## Tasks
a – Answer these about the datatyping email, each on its own line:
(i) Which datatype should xsd:number be read as?
(ii) What kind of system does the bank machine scenario presume, according to the reply?
(iii) Why will query by value never succeed?
b – Please extend the datatyping email from where it stops.

## Excerpted text
┏━━

Re: One final step to datatyping convergence and closure? from Patrick Stickler on 2002-02-14 (www-archive@w3.org from February 2002)

From: Patrick Stickler <patrick.stickler@nokia.com>
Date: Thu, 14 Feb 2002 09:57:46 +0200
To: Pat Hayes <phayes@ai.uwf.edu>
CC: "McBride, Brian" <bwm@hplb.hpl.hp.com>
Message-ID: <B8913A9A.E586%patrick.stickler@nokia.com>
On 2002-02-13 21:05, "ext Pat Hayes" <phayes@ai.uwf.edu> wrote:


>>>  Suppose for example we know that
>>> 
>>>  _:t34276 rdf:value "the phone number of the man in the red hat" .
>>> 
>>>  and later we figure out, and add the graph:
>>> 
>>>  _:t34276 xsd:number "8504348903"
>> 
>> Firstly, it is hard to really consider your example since
>> you're using fictitious, possibly fanciful datatypes, but
>> presuming that xsd:number is analogous or equivalent to
>> xsd:integer, the above case would  be in error, since
>> "the...red hat" is not a valid lexical form for xsd:integer.
> 
> Read it as xsd:integer (sorry, I meant to use that.)
> 
> It is not an error. In the triple form, the datatype only applies to
> the literal *in the same triple*. If we used the doublet form then
> this would be an error: that is precisely my point.

Well, I thought that

   xxx ddd "lll" .

entails

   xxx rdf:dtype ddd .
   xxx rdf:value "lll" .

where

   ddd rdf:type rdfs:Datatype .

???

And what about if there is global typing as well:

   ppp rdfs:range xsd:integer .

which implies

   _:t34276 rdf:dtype xsd:integer .

which means that 

   _:t34276 rdf:value "the...hat" .

is an error.

???


>> Huh?! Of course they do. Please explain how they do not.
> 
> Well, consider the scenario in which a bank machine 'agent' checks
> out the credentials of a proposed request to hand out a large sum of
> cash, by checking bank accounts, security records, credit records and
> so forth. None of that is concerned with mass syndication - it will
> have no interaction with web sites in the conventional sense at all.
> I guess it will use information stored in databases, but I would
> expect that all to be done *through* RDF (or its successors, eg the
> hypothetical OWL).

This presumes a closed system with a homogenous ontology. While
this may be the case in some/many cases, I don't think it is a
given.


>>>  No, no, not at all!! Very important point !! RDF is to be used to
>>>  support inference DIRECTLY. One does inference *in* RDF. And
>>>  inference is based on syntactic forms, which include what we have ben
>>> calling 'idioms' . They will not become transparent or discarded;
>>>  they are the very medium in which inference takes place, the
>>>  syntactic substrate of inferences. RDF(S) is the 'logic', not
>>>  something that gets converted or translated into some other logic.
>> 
>> Then query by value will never succeed since literals are not
>> required to be canonical lexical forms.

┗━━

## Extracted records
┏━━

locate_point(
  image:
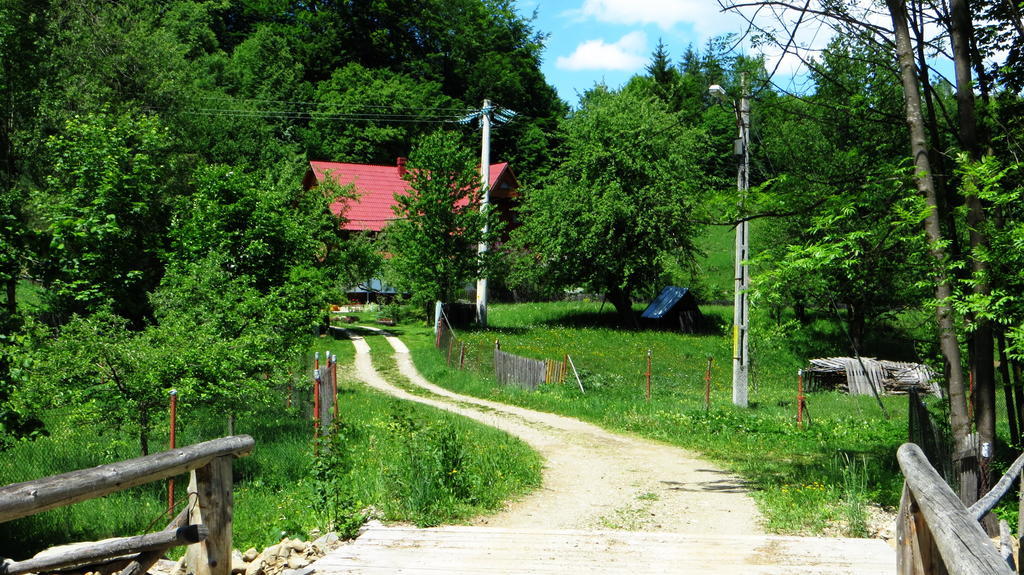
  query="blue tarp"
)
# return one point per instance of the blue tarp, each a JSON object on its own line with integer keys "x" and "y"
{"x": 375, "y": 286}
{"x": 665, "y": 302}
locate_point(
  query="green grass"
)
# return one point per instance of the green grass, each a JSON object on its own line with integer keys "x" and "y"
{"x": 398, "y": 461}
{"x": 807, "y": 481}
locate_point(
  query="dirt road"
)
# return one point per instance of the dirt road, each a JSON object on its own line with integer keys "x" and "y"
{"x": 593, "y": 479}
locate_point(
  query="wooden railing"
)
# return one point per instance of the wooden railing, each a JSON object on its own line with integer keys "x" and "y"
{"x": 205, "y": 525}
{"x": 937, "y": 533}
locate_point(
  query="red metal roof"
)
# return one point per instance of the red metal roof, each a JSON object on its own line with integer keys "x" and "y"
{"x": 376, "y": 186}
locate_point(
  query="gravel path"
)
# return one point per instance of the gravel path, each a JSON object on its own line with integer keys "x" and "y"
{"x": 593, "y": 479}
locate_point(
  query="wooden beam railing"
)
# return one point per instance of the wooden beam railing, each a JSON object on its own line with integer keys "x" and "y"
{"x": 935, "y": 531}
{"x": 209, "y": 537}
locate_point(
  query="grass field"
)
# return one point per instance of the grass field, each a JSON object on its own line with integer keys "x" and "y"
{"x": 808, "y": 481}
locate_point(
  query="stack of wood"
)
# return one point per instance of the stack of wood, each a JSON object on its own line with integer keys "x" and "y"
{"x": 866, "y": 376}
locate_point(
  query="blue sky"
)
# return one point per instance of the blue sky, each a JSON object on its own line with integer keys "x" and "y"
{"x": 593, "y": 41}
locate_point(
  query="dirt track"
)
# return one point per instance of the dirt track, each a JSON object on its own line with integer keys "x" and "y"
{"x": 593, "y": 479}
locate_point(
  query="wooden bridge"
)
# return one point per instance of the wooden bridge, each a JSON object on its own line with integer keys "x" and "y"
{"x": 464, "y": 550}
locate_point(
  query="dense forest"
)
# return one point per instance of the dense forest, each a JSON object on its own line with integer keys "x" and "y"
{"x": 153, "y": 226}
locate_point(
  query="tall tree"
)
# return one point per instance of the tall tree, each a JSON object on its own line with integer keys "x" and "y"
{"x": 433, "y": 242}
{"x": 621, "y": 203}
{"x": 948, "y": 342}
{"x": 105, "y": 210}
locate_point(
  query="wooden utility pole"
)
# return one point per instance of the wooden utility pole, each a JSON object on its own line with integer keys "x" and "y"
{"x": 481, "y": 283}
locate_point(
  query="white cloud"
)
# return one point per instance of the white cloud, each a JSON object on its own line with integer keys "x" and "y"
{"x": 705, "y": 15}
{"x": 628, "y": 54}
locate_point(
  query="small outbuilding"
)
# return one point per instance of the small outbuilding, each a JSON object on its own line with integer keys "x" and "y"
{"x": 674, "y": 308}
{"x": 865, "y": 376}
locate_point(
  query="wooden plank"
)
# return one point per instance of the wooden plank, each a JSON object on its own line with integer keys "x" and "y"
{"x": 963, "y": 544}
{"x": 22, "y": 499}
{"x": 144, "y": 561}
{"x": 1006, "y": 483}
{"x": 87, "y": 554}
{"x": 212, "y": 486}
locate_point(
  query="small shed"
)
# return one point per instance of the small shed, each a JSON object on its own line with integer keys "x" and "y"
{"x": 860, "y": 376}
{"x": 374, "y": 291}
{"x": 674, "y": 307}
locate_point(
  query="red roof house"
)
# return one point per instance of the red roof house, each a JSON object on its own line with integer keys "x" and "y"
{"x": 377, "y": 185}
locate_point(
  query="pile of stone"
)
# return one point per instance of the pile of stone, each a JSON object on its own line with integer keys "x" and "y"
{"x": 290, "y": 557}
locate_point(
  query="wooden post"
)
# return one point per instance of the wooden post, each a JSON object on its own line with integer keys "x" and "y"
{"x": 708, "y": 384}
{"x": 577, "y": 373}
{"x": 316, "y": 377}
{"x": 212, "y": 486}
{"x": 800, "y": 398}
{"x": 334, "y": 382}
{"x": 170, "y": 482}
{"x": 648, "y": 374}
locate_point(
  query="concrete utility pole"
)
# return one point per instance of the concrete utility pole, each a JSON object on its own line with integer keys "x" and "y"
{"x": 740, "y": 307}
{"x": 481, "y": 283}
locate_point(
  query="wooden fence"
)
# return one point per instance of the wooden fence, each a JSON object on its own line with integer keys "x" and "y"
{"x": 936, "y": 533}
{"x": 205, "y": 525}
{"x": 524, "y": 371}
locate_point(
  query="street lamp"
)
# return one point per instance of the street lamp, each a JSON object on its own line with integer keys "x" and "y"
{"x": 740, "y": 306}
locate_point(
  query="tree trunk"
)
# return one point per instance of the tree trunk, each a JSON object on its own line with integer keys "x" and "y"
{"x": 983, "y": 350}
{"x": 958, "y": 421}
{"x": 857, "y": 320}
{"x": 11, "y": 288}
{"x": 624, "y": 305}
{"x": 1012, "y": 395}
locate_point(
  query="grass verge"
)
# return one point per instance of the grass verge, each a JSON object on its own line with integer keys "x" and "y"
{"x": 393, "y": 459}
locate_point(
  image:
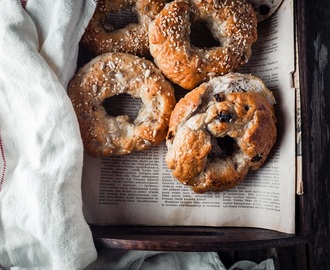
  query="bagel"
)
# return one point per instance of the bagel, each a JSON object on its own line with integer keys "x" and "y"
{"x": 100, "y": 36}
{"x": 112, "y": 74}
{"x": 220, "y": 130}
{"x": 232, "y": 22}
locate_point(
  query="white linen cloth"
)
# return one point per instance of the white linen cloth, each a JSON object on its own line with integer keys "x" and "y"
{"x": 41, "y": 154}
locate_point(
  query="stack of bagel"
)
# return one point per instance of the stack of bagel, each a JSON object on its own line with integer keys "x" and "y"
{"x": 221, "y": 128}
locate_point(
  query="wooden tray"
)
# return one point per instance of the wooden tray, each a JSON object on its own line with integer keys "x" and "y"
{"x": 224, "y": 238}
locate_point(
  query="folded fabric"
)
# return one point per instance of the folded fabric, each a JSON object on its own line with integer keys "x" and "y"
{"x": 41, "y": 153}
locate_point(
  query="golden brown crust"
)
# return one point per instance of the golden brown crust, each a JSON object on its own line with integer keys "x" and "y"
{"x": 232, "y": 22}
{"x": 112, "y": 74}
{"x": 219, "y": 131}
{"x": 99, "y": 36}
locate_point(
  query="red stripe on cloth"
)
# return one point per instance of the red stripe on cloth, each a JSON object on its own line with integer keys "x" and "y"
{"x": 3, "y": 164}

┗━━

## Answers per task
a –
(i) xsd:integer
(ii) A closed system with a homogenous ontology.
(iii) Literals are not required to be canonical lexical forms.

b –
> 
> True, but query by value is not a guaranteed safe option in the RDF
> world in any case. It cannot be in any open-world setting , for just
> the reason you mention.

Huh? Only if you are stuck with non-canonical representations
and have to base your value comparisons on lexical form
string comparisons. In that case, no.

But comparison by *value* is comparison by *value*. The integer
5 is the integer 5 is the integer 5 regardless of whether it
has a thousand possible lexical representations in a thousand
different datatypes.

If I can't trust that, for known/supported datatypes which my
application can map to actual *values* that I can trust those
value comparisons, then to hell with RDF. I can't ever do what
I need (or what Nokia or most companies need).

Of course, that's not the case. Query by value does work. But
it means that queries operate at a virtual layer above the literal
RDF graph where datatyping idioms are distilled into actual
values and those that can't be are unusable for such value-based
queries (comparisons will always fail).

>> Since the RDF graph can *never* contain values as syntactic
>> components, the graph itself will *never* provide all that is
>> required for determining equivalence of values.
> 
> Not at all. It only needs to contain enough information to enable a
> (properly savvy) engine to unambiguously reconstruct that value
> representation if and when it needs it. Which is what datatyping in
> RDF is for, right? Storing the values on nodes is just a caching
> device for improved performance: not at all a bad idea, of course,
> when it can be done, but it doesnt change the basic information
> encoded in the graph.

You seem to be a proponent of both sides of the argument ;-)

Or I just don't get what you were trying to say about
unreliablity of value-based queries...

>> But any application that cares about typed data literals does
>> not care about the lexical form, but about the value itself.
> 
> I strongly disagree. Again, you are assuming that the only purpose of
> datatyping information is to facilitate the translation of RDF into
> something else.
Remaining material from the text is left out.